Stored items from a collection
☆ ☆ ☆ ☆ ☆ ☆ ☆

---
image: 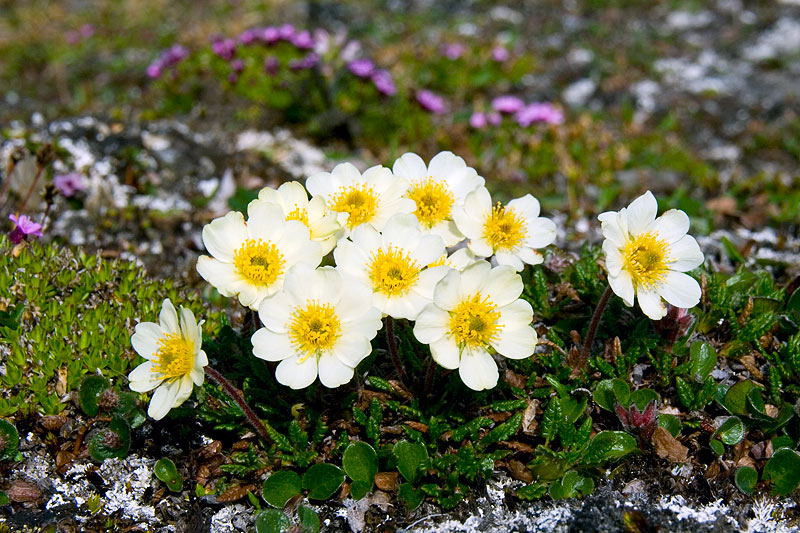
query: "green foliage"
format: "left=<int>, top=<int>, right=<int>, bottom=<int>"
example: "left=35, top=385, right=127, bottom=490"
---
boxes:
left=763, top=449, right=800, bottom=496
left=154, top=458, right=183, bottom=492
left=393, top=440, right=429, bottom=484
left=342, top=441, right=378, bottom=500
left=254, top=509, right=291, bottom=533
left=735, top=466, right=758, bottom=495
left=262, top=470, right=302, bottom=508
left=0, top=238, right=224, bottom=416
left=78, top=375, right=111, bottom=417
left=714, top=417, right=745, bottom=446
left=549, top=470, right=594, bottom=500
left=302, top=463, right=345, bottom=500
left=0, top=419, right=19, bottom=461
left=88, top=416, right=131, bottom=461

☆ ☆ ☆ ☆ ☆ ☆ ☆

◆ TASK REQUIREMENTS
Give all the records again, exactly, without images.

◆ ANSWER TO THE PROBLEM
---
image: 
query: "green foliage"
format: "left=<int>, top=<int>, right=<int>, bottom=<int>"
example: "left=35, top=385, right=127, bottom=490"
---
boxes:
left=763, top=449, right=800, bottom=496
left=154, top=458, right=183, bottom=492
left=393, top=440, right=429, bottom=484
left=342, top=441, right=378, bottom=500
left=254, top=509, right=291, bottom=533
left=735, top=466, right=758, bottom=495
left=262, top=470, right=302, bottom=508
left=0, top=238, right=224, bottom=416
left=78, top=375, right=111, bottom=417
left=714, top=417, right=745, bottom=446
left=549, top=470, right=594, bottom=500
left=302, top=463, right=345, bottom=500
left=0, top=419, right=19, bottom=461
left=88, top=416, right=131, bottom=461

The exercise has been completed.